Solutions to problems
Cognitive Therapy (CT) is a type of psychotherapy developed by psychiatrist Aaron T. Beck in the 1960s. Becoming disillusioned with long-term psychodynamic approaches based on gaining insight into unconscious emotions and drives, Beck came to the conclusion that the way in which his clients perceived and interpreted and attributed meaning – a process known scientifically as cognition – in their daily lives was a key to therapy.[1] Albert Ellis was working on similar ideas from a different perspective, in developing his Rational Emotive Behavior Therapy (REBT). Beck initially focused on depression and developed a list of “errors” in thinking that he proposed could cause or maintain depression, including arbitrary inference, selective abstraction, over-generalization, and magnification (of negatives) and minimization (of positives). Cognitive therapy seeks to identify and change “distorted” or “unrealistic” ways of thinking, and therefore to influence emotion and behavior.
So, this is my current psychological treatment. Always a fan of psychotherapy, I first started one-on-one counseling in 1998. At the time, I was at the apex of my dot.com career — working 15-hour days sandwiched between 2 hour commutes each way. I was in the closet but kicking the closet door a bit. I was burned out and tired of a charade that I was living. With thoughts of suicide and self-diagnosed depression, I entered my first round of therapy. I went on an anti-depressant known as Effexor and it did wonders for me. Between that first round of therapy and the drugs, I changed as a human being.

PROBLEM DETAILS: Resume the piece on cognitive therapy and the writer's own treatment, starting after its last sentence.

AVAILABLE DATA:
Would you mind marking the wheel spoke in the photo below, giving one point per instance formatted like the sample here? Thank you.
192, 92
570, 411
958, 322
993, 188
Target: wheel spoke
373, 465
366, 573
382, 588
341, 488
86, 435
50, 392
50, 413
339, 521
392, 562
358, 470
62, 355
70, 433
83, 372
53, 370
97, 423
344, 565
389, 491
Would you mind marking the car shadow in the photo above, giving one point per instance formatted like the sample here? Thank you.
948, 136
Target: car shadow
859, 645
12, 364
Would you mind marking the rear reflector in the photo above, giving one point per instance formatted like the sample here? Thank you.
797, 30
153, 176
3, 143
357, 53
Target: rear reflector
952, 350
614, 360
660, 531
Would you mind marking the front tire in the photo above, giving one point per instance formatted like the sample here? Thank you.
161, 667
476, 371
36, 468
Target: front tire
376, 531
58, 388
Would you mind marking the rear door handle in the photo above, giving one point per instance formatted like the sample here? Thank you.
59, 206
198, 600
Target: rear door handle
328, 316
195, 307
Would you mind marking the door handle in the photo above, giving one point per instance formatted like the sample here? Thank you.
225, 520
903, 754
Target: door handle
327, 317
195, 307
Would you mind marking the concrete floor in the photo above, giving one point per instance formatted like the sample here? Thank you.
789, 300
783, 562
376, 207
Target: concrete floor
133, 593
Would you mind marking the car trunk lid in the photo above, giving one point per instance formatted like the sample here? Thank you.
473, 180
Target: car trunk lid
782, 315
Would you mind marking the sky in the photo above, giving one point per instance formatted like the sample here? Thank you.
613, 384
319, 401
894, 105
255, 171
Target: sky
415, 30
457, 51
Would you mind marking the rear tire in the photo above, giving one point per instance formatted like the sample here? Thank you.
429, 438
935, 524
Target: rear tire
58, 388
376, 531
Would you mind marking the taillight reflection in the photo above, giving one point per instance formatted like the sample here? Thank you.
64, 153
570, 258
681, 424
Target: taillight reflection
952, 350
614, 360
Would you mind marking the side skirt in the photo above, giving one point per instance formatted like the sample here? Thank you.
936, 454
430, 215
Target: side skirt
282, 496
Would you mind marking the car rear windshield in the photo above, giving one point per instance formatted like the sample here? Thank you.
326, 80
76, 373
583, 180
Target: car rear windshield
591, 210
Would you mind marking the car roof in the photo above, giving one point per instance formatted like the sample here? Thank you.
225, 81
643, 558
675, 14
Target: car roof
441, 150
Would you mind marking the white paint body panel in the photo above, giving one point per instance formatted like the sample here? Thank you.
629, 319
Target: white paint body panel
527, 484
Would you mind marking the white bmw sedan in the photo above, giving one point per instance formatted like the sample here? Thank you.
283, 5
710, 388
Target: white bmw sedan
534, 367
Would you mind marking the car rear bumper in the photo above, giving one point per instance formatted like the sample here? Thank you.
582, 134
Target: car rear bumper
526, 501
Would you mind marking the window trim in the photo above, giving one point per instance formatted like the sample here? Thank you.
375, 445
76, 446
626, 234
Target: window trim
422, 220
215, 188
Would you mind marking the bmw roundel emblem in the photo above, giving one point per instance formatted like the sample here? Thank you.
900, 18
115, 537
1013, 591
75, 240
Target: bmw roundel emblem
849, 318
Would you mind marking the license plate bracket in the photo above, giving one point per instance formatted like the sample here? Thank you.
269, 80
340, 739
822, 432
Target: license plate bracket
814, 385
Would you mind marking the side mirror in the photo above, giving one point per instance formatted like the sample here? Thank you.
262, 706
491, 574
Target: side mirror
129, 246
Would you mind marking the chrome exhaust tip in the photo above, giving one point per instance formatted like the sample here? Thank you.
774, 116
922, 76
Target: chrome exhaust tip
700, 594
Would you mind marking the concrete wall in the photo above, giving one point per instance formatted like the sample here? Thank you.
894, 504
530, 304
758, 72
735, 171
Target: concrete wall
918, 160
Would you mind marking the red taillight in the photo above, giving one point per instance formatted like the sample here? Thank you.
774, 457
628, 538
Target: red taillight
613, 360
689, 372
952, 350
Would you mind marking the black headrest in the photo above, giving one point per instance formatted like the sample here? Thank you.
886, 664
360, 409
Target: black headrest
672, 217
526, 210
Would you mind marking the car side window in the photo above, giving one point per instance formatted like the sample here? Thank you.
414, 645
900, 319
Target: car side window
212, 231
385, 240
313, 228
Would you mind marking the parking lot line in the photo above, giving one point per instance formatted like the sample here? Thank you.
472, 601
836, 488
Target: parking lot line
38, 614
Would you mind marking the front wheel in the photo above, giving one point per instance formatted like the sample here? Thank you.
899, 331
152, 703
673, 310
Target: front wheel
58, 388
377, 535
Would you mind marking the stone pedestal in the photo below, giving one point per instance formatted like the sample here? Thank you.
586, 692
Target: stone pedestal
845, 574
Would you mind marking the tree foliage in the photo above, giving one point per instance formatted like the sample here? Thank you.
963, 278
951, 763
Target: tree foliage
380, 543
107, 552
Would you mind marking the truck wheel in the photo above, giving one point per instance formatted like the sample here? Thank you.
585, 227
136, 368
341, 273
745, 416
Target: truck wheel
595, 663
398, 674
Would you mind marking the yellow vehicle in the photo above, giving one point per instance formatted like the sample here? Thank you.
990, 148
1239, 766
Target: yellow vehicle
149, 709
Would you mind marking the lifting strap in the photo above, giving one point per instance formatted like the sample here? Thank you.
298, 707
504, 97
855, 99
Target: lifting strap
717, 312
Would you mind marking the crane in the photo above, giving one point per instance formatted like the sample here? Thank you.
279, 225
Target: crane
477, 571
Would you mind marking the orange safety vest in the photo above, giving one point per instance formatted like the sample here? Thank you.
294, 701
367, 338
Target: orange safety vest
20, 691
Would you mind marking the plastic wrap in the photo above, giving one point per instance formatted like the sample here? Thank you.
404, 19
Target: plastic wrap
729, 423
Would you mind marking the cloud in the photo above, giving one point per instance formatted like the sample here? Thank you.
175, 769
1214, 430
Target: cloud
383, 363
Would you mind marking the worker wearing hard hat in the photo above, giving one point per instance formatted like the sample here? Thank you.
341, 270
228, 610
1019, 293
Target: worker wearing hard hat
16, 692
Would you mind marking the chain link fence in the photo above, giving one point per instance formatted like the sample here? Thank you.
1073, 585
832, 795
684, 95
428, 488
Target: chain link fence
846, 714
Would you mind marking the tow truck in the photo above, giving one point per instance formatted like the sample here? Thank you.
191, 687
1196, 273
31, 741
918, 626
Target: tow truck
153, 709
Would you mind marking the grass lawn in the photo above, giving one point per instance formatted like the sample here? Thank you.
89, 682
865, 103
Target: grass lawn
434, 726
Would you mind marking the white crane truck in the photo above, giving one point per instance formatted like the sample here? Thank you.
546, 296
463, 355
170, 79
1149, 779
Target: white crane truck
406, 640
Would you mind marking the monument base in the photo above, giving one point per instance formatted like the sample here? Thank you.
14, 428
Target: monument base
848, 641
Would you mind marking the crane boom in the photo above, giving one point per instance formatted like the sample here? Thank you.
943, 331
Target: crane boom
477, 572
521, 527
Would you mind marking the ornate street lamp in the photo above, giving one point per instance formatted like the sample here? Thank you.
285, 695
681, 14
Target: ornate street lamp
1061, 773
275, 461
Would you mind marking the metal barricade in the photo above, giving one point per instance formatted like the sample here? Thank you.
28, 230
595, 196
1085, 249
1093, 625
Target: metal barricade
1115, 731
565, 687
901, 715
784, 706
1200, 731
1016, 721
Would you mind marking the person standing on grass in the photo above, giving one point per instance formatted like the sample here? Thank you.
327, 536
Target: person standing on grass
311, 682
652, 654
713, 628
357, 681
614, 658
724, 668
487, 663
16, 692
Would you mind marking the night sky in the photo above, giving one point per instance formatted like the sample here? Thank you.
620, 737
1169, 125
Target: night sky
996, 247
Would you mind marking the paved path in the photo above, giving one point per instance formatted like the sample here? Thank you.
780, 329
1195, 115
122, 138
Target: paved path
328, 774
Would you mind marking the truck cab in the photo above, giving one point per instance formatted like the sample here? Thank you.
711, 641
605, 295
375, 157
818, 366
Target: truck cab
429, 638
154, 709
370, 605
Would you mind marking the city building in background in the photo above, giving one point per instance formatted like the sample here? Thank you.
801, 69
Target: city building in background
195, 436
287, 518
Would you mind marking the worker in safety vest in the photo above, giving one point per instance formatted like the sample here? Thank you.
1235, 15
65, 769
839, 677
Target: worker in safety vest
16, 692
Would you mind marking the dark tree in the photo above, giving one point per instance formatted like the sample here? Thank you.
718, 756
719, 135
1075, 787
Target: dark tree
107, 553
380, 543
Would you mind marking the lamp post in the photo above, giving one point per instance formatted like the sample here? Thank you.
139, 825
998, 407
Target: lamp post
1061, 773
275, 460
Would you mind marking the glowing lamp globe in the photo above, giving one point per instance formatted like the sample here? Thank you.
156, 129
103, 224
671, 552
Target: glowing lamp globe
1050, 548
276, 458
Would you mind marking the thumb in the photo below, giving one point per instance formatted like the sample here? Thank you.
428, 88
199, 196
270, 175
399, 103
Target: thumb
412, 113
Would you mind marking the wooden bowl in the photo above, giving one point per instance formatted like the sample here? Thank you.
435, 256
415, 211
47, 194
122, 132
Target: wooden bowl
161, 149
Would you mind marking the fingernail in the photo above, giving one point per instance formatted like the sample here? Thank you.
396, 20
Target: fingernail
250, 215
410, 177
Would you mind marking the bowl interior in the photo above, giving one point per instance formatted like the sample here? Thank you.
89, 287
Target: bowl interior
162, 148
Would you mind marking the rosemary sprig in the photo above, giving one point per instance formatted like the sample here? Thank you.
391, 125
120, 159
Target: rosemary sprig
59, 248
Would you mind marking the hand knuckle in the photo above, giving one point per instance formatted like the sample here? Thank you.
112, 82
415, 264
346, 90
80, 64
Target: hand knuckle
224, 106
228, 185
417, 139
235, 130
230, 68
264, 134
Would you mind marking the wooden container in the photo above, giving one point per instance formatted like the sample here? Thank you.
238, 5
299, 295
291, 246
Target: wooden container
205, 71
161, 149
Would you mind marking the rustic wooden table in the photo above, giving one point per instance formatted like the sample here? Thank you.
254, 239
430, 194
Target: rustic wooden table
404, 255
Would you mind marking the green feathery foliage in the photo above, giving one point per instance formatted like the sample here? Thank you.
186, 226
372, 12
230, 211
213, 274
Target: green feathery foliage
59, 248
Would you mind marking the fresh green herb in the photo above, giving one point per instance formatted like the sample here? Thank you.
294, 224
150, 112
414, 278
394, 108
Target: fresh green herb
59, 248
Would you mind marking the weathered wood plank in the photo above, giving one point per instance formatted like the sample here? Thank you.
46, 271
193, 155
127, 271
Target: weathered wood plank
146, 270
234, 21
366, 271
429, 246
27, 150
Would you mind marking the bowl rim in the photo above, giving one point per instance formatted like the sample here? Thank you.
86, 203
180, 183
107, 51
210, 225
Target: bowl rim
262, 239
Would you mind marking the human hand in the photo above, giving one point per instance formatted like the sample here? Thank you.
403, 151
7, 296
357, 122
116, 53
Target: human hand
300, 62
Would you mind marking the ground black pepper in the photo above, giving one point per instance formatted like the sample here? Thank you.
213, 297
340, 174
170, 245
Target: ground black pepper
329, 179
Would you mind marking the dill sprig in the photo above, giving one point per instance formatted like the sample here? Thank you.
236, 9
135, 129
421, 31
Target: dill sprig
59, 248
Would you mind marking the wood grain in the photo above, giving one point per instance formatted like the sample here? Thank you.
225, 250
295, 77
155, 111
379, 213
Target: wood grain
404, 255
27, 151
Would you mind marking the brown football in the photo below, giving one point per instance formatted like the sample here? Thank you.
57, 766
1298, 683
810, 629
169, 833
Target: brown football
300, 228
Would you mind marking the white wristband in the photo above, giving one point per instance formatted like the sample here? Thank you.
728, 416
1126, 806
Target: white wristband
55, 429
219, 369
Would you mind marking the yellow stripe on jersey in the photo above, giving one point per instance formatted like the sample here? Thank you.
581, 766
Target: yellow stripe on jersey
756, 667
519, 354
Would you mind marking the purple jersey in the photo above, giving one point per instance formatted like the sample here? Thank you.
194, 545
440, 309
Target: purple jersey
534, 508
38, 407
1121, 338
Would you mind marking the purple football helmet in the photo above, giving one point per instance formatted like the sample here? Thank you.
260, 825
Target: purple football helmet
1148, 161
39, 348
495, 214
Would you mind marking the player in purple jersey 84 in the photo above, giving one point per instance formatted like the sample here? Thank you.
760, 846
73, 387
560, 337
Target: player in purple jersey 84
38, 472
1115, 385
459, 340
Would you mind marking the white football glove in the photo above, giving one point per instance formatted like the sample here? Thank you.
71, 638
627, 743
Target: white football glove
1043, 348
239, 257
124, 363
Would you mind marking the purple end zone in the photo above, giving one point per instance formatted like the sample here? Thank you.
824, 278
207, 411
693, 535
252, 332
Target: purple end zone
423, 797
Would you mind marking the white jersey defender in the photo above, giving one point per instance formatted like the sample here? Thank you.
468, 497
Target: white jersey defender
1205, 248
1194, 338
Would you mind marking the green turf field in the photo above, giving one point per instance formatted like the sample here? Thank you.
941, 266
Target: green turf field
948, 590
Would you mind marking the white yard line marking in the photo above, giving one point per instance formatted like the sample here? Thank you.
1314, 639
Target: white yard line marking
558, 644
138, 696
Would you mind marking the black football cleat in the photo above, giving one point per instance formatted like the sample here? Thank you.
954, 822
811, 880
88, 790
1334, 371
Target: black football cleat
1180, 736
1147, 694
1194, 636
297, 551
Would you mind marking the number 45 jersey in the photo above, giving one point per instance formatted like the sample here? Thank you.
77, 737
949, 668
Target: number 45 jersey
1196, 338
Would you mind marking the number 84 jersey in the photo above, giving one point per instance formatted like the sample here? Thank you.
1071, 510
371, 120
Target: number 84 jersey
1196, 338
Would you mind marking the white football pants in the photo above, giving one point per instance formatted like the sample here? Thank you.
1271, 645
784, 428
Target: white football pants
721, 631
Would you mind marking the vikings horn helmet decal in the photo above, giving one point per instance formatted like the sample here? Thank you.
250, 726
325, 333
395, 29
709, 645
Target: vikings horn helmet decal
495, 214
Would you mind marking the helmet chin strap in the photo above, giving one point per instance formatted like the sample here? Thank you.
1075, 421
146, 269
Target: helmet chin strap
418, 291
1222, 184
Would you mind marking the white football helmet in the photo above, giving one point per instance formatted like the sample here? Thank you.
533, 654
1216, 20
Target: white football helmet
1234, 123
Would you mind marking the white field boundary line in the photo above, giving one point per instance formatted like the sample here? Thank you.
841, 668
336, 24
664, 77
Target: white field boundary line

ANSWER FOR THE TASK:
With several months of one-on-one behind me, my therapist at the time encouraged me to enter group therapy. I remember sitting in a circle and listening to others in the group parade their problems: stress at work from an overweight woman in the next cube who relentlessly tapped her overlong fingernails on her desk, driving the victim in my group to a slow tirade; another man who could not face intimacy with a woman; a woman who was in a deadbeat relationship but continuously flirted with a good-looking guy in our group — who was there for something that now escapes my memory. After almost a year of both approaches, I announced I was leaving the group to travel in Europe for a number of months. I remember feelings of betrayal being expressed by my peers as they faced the future of their own therapy. The woman in the deadbeat relationship called me out on something that she couldn’t quite put her finger on in my last group session — that she felt I was hiding something. That I wasn’t being truly honest about something in my life that was still deep inside. She was right, except that I didn’t want to say that I was gay (not yet, anyways).
The next year, I came out. And I thought all my deep-down problems with self-esteem, identity, intimacy, honesty, and lack of courage would go away. I went off the drugs. I revered my new gay life and thought that I had solved all my problems.
I couldn’t have been more wrong. I went through two more therapists in the next five years hoping to find solutions to problems. Answers that I knew were there somewhere.
It is always someone in a relationship who knows you really well and calls you out on shit. My ex did it relentlessly — yet, his delivery was often impaired with his own issues and did not meet acceptance by me. My current partner is similar to me, and sees issues with me that reflect those in himself. Yet, his support and delivery of concerns has been much more constructive to my moving forward.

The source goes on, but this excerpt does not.